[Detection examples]
• • •

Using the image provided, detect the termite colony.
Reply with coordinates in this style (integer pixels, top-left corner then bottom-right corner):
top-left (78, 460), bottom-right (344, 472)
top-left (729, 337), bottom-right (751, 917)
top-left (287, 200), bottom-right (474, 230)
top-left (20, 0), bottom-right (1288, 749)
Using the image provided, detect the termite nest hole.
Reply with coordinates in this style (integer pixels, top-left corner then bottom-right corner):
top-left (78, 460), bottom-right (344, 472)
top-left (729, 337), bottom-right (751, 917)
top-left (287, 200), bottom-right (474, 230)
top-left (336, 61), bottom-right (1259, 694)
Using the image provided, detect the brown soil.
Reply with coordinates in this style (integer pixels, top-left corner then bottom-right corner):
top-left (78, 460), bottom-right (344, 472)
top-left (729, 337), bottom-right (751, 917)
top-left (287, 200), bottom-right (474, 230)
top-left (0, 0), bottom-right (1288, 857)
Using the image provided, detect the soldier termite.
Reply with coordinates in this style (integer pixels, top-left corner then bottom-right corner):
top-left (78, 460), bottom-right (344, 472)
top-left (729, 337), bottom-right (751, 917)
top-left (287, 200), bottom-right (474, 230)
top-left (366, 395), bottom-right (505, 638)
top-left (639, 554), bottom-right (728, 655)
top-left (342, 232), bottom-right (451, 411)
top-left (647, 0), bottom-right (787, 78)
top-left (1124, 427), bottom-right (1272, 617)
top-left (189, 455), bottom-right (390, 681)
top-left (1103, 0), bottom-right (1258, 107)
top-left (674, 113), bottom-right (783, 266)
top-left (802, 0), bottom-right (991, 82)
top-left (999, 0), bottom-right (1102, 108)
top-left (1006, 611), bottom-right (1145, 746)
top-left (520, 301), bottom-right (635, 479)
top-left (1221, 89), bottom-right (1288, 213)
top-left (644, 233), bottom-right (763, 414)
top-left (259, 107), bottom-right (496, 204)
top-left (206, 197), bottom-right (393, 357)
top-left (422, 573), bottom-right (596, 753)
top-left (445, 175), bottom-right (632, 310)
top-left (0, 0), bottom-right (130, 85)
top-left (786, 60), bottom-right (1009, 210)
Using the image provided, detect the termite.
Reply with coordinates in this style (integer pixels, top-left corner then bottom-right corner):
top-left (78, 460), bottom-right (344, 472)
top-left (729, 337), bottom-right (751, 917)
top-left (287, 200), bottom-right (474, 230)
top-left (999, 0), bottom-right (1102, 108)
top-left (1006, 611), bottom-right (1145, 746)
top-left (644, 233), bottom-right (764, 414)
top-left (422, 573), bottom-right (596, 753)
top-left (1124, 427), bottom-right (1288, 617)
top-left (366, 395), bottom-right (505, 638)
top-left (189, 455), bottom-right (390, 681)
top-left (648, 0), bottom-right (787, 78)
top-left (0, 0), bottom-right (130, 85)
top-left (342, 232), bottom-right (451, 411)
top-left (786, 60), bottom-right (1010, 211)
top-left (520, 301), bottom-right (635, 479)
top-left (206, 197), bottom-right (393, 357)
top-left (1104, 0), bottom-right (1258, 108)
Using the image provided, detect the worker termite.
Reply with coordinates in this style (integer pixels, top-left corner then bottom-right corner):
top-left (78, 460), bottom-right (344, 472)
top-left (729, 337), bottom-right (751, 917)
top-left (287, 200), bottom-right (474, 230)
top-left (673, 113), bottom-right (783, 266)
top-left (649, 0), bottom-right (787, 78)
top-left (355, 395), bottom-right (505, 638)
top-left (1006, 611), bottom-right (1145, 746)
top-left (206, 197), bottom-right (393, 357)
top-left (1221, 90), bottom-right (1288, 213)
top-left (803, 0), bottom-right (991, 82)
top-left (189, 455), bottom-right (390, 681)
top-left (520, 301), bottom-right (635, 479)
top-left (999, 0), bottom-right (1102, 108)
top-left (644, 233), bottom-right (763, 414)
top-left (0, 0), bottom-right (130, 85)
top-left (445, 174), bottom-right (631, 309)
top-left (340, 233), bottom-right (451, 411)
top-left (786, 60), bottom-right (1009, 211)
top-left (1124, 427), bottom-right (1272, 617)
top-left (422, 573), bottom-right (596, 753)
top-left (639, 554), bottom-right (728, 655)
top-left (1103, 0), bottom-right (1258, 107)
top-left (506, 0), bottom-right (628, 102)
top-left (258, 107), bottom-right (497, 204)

• • •

DIRECTIONS FOR THIS TASK. Recast every line of the listing above as a JSON list of strings, one string per line, leaving out blank lines.

TASK OUTPUT.
[
  "Using the image provided, detect the termite colony.",
  "Reply with coordinates in this style (integer pixels, top-left corner then bottom-right corner):",
  "top-left (78, 460), bottom-right (344, 472)",
  "top-left (729, 337), bottom-right (751, 917)",
  "top-left (287, 200), bottom-right (474, 230)",
  "top-left (20, 0), bottom-right (1288, 749)",
  "Using the image provided, detect the termite nest hole.",
  "Reply with coordinates in this style (integer pixels, top-left corner then bottom-right corner):",
  "top-left (78, 460), bottom-right (344, 472)",
  "top-left (729, 337), bottom-right (751, 917)",
  "top-left (287, 200), bottom-right (474, 230)",
  "top-left (336, 61), bottom-right (1259, 694)",
  "Using the image provided, detect the brown soil.",
  "Reply with coordinates in this style (integer pixels, top-left corner then bottom-right corner):",
  "top-left (78, 460), bottom-right (344, 472)",
  "top-left (729, 337), bottom-right (751, 917)",
  "top-left (287, 200), bottom-right (474, 230)",
  "top-left (0, 0), bottom-right (1288, 857)",
  "Using the image provided, detect the soldier termite.",
  "Reply with coordinates in this style (integer pixels, top-left corner then bottom-right corner):",
  "top-left (78, 460), bottom-right (344, 472)",
  "top-left (729, 337), bottom-right (751, 917)",
  "top-left (287, 200), bottom-right (474, 230)",
  "top-left (366, 395), bottom-right (505, 638)",
  "top-left (639, 554), bottom-right (728, 655)",
  "top-left (342, 232), bottom-right (451, 411)",
  "top-left (647, 0), bottom-right (787, 78)",
  "top-left (1124, 427), bottom-right (1272, 617)",
  "top-left (189, 455), bottom-right (390, 681)",
  "top-left (1103, 0), bottom-right (1258, 107)",
  "top-left (674, 113), bottom-right (783, 266)",
  "top-left (802, 0), bottom-right (991, 82)",
  "top-left (999, 0), bottom-right (1102, 108)",
  "top-left (1006, 611), bottom-right (1145, 746)",
  "top-left (520, 301), bottom-right (635, 479)",
  "top-left (1221, 89), bottom-right (1288, 213)",
  "top-left (644, 233), bottom-right (763, 414)",
  "top-left (259, 107), bottom-right (496, 204)",
  "top-left (206, 197), bottom-right (393, 357)",
  "top-left (422, 573), bottom-right (596, 753)",
  "top-left (445, 175), bottom-right (632, 310)",
  "top-left (0, 0), bottom-right (130, 85)",
  "top-left (786, 60), bottom-right (1009, 210)",
  "Using the image provided, detect the termite.",
  "Reply with coordinates in this style (integer pixels, top-left corner then bottom-right corner):",
  "top-left (78, 460), bottom-right (344, 472)",
  "top-left (729, 337), bottom-right (751, 917)",
  "top-left (287, 200), bottom-right (474, 230)",
  "top-left (999, 0), bottom-right (1102, 108)",
  "top-left (1006, 611), bottom-right (1145, 746)",
  "top-left (644, 233), bottom-right (764, 414)",
  "top-left (422, 573), bottom-right (596, 753)",
  "top-left (1124, 427), bottom-right (1288, 617)",
  "top-left (366, 395), bottom-right (505, 638)",
  "top-left (189, 455), bottom-right (390, 681)",
  "top-left (648, 0), bottom-right (787, 78)",
  "top-left (0, 0), bottom-right (130, 85)",
  "top-left (342, 232), bottom-right (451, 411)",
  "top-left (786, 60), bottom-right (1010, 211)",
  "top-left (520, 301), bottom-right (635, 479)",
  "top-left (206, 197), bottom-right (393, 357)",
  "top-left (1104, 0), bottom-right (1258, 108)",
  "Using the image provided, detect the worker termite.",
  "Reply with coordinates in this style (integer pixels, top-left corner then bottom-right corner):",
  "top-left (78, 460), bottom-right (344, 472)",
  "top-left (729, 337), bottom-right (751, 917)",
  "top-left (287, 200), bottom-right (474, 230)",
  "top-left (673, 113), bottom-right (783, 266)",
  "top-left (649, 0), bottom-right (787, 78)",
  "top-left (355, 395), bottom-right (505, 638)",
  "top-left (1006, 611), bottom-right (1145, 746)",
  "top-left (206, 197), bottom-right (393, 357)",
  "top-left (1221, 90), bottom-right (1288, 213)",
  "top-left (803, 0), bottom-right (991, 82)",
  "top-left (189, 455), bottom-right (390, 681)",
  "top-left (520, 301), bottom-right (635, 479)",
  "top-left (999, 0), bottom-right (1102, 108)",
  "top-left (644, 233), bottom-right (763, 414)",
  "top-left (0, 0), bottom-right (130, 85)",
  "top-left (445, 174), bottom-right (631, 309)",
  "top-left (340, 233), bottom-right (451, 411)",
  "top-left (786, 60), bottom-right (1009, 211)",
  "top-left (1124, 427), bottom-right (1272, 617)",
  "top-left (422, 573), bottom-right (596, 753)",
  "top-left (639, 554), bottom-right (728, 655)",
  "top-left (1103, 0), bottom-right (1258, 107)",
  "top-left (506, 0), bottom-right (628, 102)",
  "top-left (258, 107), bottom-right (497, 204)"
]